◆ TASK TO COMPLETE
Repeat the lines below exactly as they appear, but leave out the images.

Records from a dataset:
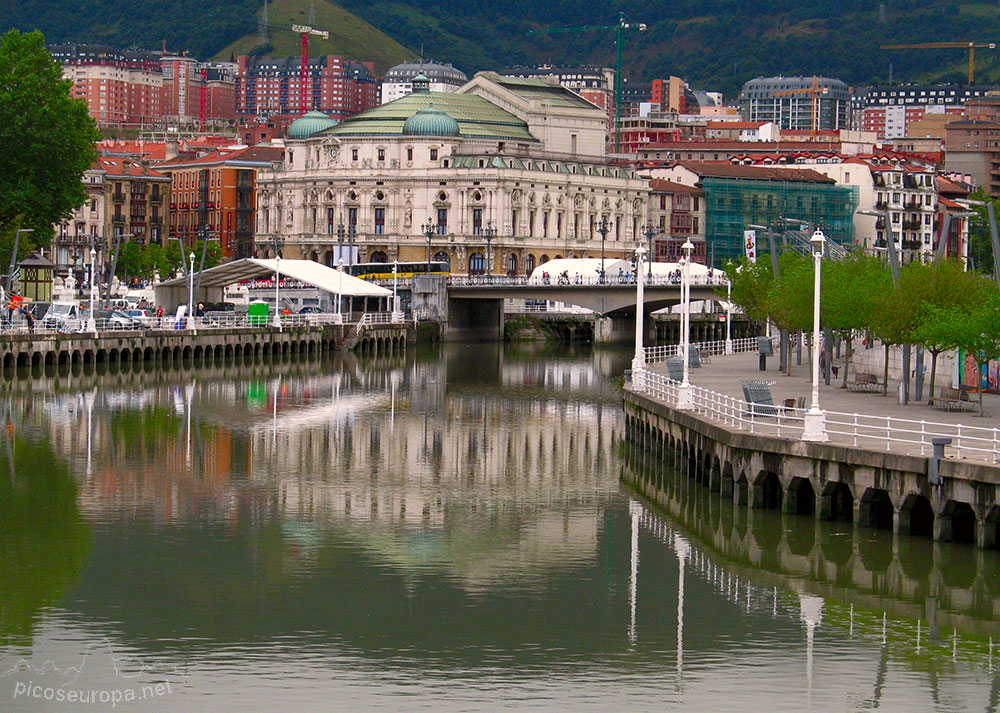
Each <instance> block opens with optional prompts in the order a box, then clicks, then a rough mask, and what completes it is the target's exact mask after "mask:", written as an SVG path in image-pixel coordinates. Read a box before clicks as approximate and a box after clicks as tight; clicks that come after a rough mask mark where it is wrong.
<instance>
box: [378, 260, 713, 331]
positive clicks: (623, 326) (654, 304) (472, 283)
mask: <svg viewBox="0 0 1000 713" xmlns="http://www.w3.org/2000/svg"><path fill="white" fill-rule="evenodd" d="M390 282H391V281H390ZM644 284H645V287H644V295H643V297H644V299H643V312H644V314H646V315H648V314H649V313H651V312H654V311H656V310H660V309H663V308H666V307H671V306H673V305H676V304H679V303H680V301H681V285H680V283H679V282H677V281H676V280H672V279H669V278H667V277H662V276H659V277H656V276H654V278H653V279H652V280H645V281H644ZM410 287H411V292H412V298H413V311H414V314H415V316H416V317H417V318H418V319H421V320H428V321H435V322H438V323H440V324H441V326H442V328H441V333H442V337H443V338H444V339H446V340H455V341H460V340H495V339H500V338H502V336H503V330H504V300H507V299H523V300H548V301H552V302H562V303H564V304H569V305H573V306H576V307H582V308H585V309H589V310H592V311H593V312H594V313H595V314H596V315H597V317H596V319H595V335H594V336H595V341H598V342H612V341H628V340H630V339H632V337H633V335H634V333H635V332H634V329H635V327H634V324H635V323H634V319H635V306H636V299H635V298H636V285H635V282H634V281H631V280H621V279H617V278H608V279H607V280H606V281H604V282H601V281H599V280H597V279H596V278H570V279H563V280H560V279H558V278H552V279H551V280H548V281H544V282H543V281H539V280H537V279H529V278H524V277H504V276H491V277H486V276H474V277H451V278H448V277H445V276H443V275H415V276H414V278H413V280H412V283H411V285H410ZM720 288H723V289H724V288H725V283H724V282H720V280H718V279H716V280H714V281H709V280H708V279H706V278H705V277H699V278H698V279H694V278H692V284H691V299H692V300H717V299H718V298H719V297H718V294H717V292H716V291H717V290H719V289H720Z"/></svg>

◆ ANSWER SECTION
Each <instance> block opens with optional prompts in the order a box, then clicks, then a rough mask, and what completes it is the target's exact mask after "mask:", written as an SVG path in image-pixel coordinates. Read a box before clicks as approximate and a box after clicks as tight; clicks that come after a rough mask mark where it is wrong.
<instance>
box: [378, 260, 713, 331]
positive clicks: (623, 326) (654, 304) (472, 283)
mask: <svg viewBox="0 0 1000 713" xmlns="http://www.w3.org/2000/svg"><path fill="white" fill-rule="evenodd" d="M390 282H391V281H390ZM644 284H645V287H644V295H643V297H644V299H643V312H644V314H646V315H648V314H649V313H651V312H654V311H656V310H660V309H663V308H666V307H671V306H673V305H676V304H679V303H680V301H681V285H680V283H679V282H677V281H676V280H672V279H669V278H667V277H662V276H659V277H656V276H654V278H653V279H652V280H645V281H644ZM410 287H411V292H412V298H413V311H414V314H415V316H416V317H417V318H418V319H421V320H428V321H435V322H438V323H440V324H441V326H442V328H441V333H442V337H443V338H444V339H446V340H455V341H460V340H495V339H500V338H502V336H503V330H504V300H507V299H523V300H548V301H552V302H562V303H564V304H569V305H573V306H576V307H582V308H585V309H589V310H592V311H593V312H594V313H595V314H596V315H597V317H596V319H595V335H594V336H595V341H598V342H612V341H628V340H630V339H632V337H633V335H634V333H635V332H634V329H635V327H634V324H635V323H634V319H635V306H636V299H635V298H636V285H635V282H634V281H631V280H621V279H617V278H608V279H607V280H606V281H604V282H601V281H599V280H597V279H596V278H570V279H563V280H560V279H558V278H552V279H551V280H548V281H544V282H543V281H539V280H537V279H529V278H524V277H504V276H491V277H486V276H474V277H451V278H448V277H445V276H443V275H415V276H414V278H413V280H412V283H411V285H410ZM720 288H723V289H724V288H725V283H724V282H720V280H718V279H716V280H714V281H709V280H708V279H706V278H705V277H699V278H698V279H694V278H692V284H691V299H692V300H717V299H718V298H719V297H718V294H717V292H716V291H717V290H719V289H720Z"/></svg>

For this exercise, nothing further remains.